--- TEXT PROVIDED Enclosed Below ---
Senate Bill 1 (formerly "SB 5" during the first special session) would outlaw abortion at 20 weeks of pregnancy, mandate outdated protocol for abortion-inducing drugs, require hospital admitting privileges for abortion doctors and force abortion clinics to comply with the same standards as ambulatory surgical centers (ASCs).
In the past few weeks, thousands of pro-choice activists have come to the Capitol to testify and protest anti-abortion bills. Photo by Mary Tuma.
Before testimony began, Sen. Bob Deuell (R-Greenville) made his opinion clear by likening the number of abortions performed in the U.S. to an “American Holocaust.” Deuell, a family physician, placed two sets of baby shoes on the committee dais as a reminder of all those who are unable to speak today.
Sen. Judith Zaffirini (D-Laredo) sought to include an amendment that would change “substantial medical evidence” in the bill to “some” medical evidence, a more accurate representation of the minimal data backing the 20-week so-called ‘fetal pain’ abortion ban. Sen. Carlos Uresti (D-San Antonio) offered to include exceptions for rape and incest in the legislation. Bill author Sen. Glenn Hegar (R-Katy) shot down both amendments.
--- End of Enclosed TEXT PROVIDED ---
--- EXTRACTED RECORDS Enclosed Below ---
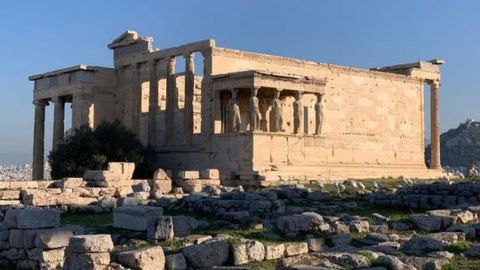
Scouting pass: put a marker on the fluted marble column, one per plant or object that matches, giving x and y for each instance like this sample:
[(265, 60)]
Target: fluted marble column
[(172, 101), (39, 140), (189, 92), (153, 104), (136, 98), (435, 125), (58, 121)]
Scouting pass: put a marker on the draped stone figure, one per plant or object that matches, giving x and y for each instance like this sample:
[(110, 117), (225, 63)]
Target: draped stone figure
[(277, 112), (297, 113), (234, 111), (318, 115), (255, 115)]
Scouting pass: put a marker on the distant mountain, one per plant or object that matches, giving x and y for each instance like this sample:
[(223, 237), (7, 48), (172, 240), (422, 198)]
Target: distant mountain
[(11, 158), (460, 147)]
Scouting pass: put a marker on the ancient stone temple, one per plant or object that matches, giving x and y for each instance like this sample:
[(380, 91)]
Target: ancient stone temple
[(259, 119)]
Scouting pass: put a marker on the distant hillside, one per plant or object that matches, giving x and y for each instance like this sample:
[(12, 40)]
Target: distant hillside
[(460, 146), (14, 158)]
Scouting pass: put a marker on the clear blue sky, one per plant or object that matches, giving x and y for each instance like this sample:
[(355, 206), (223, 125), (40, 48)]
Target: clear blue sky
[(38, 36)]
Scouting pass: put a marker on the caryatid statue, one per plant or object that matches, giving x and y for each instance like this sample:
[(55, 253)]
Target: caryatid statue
--- End of Enclosed EXTRACTED RECORDS ---
- _PROBLEM A_:
In the text on Senate Bill 1, what did Sen. Bob Deuell place on the committee dais?
- _PROBLEM B_:
Which senators are named in the text on Senate Bill 1?
- _PROBLEM C_:
From the text on Senate Bill 1, reproduce everything from "In the past" down to "to speak today." without any changes.
The data above comes from a separate source.

- _ANSWER AREA A_:
Two sets of baby shoes.

- _ANSWER AREA B_:
Bob Deuell, Judith Zaffirini, Carlos Uresti, Glenn Hegar

- _ANSWER AREA C_:
In the past few weeks, thousands of pro-choice activists have come to the Capitol to testify and protest anti-abortion bills. Photo by Mary Tuma.
Before testimony began, Sen. Bob Deuell (R-Greenville) made his opinion clear by likening the number of abortions performed in the U.S. to an “American Holocaust.” Deuell, a family physician, placed two sets of baby shoes on the committee dais as a reminder of all those who are unable to speak today.